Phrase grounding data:

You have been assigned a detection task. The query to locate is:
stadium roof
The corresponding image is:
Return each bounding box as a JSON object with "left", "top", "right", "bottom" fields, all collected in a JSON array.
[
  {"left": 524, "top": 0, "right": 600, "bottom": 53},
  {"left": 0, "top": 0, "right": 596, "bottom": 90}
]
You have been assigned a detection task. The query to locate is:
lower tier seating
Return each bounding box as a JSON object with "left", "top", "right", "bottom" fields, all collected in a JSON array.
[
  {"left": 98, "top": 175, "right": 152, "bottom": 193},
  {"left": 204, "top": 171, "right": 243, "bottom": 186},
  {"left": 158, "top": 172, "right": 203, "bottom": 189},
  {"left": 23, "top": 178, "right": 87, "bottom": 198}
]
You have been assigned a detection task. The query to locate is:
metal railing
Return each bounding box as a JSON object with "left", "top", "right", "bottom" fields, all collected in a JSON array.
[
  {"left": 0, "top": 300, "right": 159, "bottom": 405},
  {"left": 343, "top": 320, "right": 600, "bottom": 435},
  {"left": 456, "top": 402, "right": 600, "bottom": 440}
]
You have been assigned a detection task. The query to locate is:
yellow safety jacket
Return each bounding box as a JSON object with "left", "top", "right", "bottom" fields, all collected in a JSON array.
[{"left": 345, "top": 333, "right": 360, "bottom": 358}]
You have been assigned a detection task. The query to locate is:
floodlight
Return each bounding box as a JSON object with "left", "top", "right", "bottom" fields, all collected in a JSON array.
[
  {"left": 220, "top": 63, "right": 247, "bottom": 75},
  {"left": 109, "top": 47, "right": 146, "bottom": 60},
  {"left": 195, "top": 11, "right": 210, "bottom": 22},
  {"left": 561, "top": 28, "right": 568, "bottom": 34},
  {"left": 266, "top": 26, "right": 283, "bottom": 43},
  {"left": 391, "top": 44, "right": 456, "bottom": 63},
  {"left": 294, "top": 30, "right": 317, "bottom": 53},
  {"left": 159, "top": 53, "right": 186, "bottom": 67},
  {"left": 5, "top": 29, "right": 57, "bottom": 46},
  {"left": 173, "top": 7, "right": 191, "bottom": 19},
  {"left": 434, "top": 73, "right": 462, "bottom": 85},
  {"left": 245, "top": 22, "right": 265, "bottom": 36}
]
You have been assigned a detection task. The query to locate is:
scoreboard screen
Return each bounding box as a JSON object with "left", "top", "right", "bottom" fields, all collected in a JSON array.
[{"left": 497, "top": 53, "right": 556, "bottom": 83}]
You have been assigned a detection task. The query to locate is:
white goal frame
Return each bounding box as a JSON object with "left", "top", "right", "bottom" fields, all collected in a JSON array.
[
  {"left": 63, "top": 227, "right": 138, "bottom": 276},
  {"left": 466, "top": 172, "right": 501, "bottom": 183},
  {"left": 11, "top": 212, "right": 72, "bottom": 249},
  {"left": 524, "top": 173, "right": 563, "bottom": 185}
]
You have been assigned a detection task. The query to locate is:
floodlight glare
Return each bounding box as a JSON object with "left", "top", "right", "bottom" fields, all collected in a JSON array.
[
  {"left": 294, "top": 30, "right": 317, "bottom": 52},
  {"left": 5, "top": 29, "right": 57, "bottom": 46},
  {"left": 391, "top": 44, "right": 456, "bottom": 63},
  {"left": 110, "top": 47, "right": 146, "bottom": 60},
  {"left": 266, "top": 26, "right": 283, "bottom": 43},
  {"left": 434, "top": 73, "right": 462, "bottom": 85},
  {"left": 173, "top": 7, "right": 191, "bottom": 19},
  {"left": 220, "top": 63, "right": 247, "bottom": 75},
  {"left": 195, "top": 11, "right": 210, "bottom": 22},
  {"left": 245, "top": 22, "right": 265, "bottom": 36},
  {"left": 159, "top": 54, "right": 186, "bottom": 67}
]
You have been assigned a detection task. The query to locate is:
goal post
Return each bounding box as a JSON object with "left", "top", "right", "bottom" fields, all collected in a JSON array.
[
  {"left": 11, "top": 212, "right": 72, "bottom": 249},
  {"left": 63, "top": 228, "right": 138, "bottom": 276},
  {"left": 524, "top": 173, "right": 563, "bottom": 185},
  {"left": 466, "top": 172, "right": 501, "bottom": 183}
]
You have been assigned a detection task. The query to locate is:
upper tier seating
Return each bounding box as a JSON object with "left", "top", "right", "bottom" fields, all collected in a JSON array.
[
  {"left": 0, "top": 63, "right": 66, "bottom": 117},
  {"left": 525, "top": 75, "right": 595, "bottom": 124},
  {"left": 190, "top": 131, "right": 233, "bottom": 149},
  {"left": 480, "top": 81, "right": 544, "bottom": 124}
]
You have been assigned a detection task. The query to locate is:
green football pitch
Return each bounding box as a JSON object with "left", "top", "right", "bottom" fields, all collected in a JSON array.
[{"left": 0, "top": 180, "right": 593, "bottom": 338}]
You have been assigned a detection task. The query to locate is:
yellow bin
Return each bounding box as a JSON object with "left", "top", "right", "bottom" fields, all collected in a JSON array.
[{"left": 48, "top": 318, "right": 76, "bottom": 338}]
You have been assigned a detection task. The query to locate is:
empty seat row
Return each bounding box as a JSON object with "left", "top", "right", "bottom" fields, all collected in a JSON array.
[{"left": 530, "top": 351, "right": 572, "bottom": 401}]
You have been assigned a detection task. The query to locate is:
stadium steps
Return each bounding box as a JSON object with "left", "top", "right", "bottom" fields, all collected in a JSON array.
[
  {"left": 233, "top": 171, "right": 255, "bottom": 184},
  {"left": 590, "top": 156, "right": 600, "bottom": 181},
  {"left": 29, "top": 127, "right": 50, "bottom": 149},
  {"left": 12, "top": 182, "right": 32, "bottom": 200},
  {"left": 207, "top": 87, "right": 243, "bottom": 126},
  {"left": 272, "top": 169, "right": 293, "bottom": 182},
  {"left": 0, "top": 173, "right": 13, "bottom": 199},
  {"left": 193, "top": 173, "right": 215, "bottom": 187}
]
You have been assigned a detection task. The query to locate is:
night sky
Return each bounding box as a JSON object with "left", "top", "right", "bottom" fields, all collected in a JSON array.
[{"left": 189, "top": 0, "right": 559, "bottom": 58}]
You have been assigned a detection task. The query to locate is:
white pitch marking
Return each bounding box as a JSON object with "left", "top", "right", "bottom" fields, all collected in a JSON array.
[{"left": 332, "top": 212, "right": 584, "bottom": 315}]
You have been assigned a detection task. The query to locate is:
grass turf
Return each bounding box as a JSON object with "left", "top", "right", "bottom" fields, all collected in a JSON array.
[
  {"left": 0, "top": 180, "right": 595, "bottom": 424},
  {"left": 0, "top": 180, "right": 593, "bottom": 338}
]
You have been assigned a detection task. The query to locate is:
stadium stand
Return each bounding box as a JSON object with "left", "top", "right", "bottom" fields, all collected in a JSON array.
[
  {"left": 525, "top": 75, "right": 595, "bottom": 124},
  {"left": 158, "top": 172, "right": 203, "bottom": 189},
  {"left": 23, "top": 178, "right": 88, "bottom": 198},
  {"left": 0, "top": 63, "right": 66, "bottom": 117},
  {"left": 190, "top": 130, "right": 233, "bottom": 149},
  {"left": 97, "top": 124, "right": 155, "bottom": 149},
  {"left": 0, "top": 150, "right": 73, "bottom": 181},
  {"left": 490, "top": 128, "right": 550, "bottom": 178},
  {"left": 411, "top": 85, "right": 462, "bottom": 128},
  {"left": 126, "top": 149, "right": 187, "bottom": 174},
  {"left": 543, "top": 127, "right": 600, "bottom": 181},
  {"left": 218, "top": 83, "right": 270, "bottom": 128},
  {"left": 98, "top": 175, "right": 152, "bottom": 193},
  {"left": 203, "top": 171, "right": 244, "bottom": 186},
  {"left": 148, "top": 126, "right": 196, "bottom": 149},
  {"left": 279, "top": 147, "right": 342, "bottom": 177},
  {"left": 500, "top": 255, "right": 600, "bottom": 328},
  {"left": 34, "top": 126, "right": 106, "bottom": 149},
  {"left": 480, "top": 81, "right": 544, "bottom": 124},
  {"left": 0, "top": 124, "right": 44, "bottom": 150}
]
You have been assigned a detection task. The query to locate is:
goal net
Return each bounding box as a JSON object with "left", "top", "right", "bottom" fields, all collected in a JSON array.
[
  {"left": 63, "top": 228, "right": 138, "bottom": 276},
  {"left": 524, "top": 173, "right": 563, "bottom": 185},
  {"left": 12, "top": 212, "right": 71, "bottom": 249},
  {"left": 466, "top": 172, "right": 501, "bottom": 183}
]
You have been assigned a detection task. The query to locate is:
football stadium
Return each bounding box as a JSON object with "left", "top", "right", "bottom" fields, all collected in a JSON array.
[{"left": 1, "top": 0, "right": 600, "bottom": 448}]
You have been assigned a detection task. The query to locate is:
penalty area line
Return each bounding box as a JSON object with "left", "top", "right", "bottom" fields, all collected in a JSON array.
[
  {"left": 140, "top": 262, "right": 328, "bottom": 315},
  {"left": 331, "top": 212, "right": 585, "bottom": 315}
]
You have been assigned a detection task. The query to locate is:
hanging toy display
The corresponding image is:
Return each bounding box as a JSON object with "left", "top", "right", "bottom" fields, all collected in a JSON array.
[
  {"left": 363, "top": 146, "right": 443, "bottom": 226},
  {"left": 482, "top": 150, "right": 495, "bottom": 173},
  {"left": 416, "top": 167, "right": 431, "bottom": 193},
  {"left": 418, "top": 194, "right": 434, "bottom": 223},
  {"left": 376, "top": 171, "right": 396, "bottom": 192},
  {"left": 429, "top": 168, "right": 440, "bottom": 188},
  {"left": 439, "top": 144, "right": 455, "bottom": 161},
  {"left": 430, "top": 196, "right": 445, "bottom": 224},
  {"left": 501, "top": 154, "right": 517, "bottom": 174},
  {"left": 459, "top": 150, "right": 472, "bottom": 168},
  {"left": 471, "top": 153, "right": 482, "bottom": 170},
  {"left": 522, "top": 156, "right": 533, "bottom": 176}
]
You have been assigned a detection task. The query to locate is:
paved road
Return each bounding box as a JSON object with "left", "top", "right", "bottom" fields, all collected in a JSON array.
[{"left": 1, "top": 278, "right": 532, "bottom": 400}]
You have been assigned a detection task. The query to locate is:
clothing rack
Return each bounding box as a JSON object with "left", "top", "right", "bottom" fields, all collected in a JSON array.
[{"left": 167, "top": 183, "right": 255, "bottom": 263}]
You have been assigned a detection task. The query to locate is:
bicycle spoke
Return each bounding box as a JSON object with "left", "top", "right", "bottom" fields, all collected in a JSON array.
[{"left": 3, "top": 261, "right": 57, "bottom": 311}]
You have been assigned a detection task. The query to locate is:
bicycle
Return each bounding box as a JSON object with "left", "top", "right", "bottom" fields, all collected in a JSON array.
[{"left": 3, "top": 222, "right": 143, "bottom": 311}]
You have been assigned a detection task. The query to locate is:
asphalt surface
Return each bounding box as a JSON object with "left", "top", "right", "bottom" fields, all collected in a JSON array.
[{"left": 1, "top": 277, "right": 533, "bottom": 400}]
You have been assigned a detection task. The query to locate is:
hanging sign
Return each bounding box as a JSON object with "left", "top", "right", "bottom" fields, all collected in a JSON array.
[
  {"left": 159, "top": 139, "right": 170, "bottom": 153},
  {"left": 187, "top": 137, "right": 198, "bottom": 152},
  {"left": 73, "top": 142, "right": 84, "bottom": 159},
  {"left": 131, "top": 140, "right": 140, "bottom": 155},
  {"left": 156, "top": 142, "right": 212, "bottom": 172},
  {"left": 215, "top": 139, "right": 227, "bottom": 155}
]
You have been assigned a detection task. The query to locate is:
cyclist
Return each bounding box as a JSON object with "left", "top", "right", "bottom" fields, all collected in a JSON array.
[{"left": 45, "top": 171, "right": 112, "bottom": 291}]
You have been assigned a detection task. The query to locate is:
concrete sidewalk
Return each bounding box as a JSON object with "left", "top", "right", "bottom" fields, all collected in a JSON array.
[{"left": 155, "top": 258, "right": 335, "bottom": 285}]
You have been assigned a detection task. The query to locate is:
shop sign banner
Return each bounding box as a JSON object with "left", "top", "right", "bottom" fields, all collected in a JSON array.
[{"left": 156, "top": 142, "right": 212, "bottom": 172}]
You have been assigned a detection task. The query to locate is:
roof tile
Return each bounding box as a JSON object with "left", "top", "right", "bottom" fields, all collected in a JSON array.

### Problem to solve
Take the records above and return, word for word, only the lines that fall from the line with "asphalt surface" to the line with "hanging sign", both of them included.

### Exercise answer
asphalt surface
Return each bounding box as a JSON object with "left", "top", "right", "bottom" fields, all collected in a JSON array.
[{"left": 1, "top": 277, "right": 533, "bottom": 400}]
You have been assigned a detection task. The query to locate is:
hanging sign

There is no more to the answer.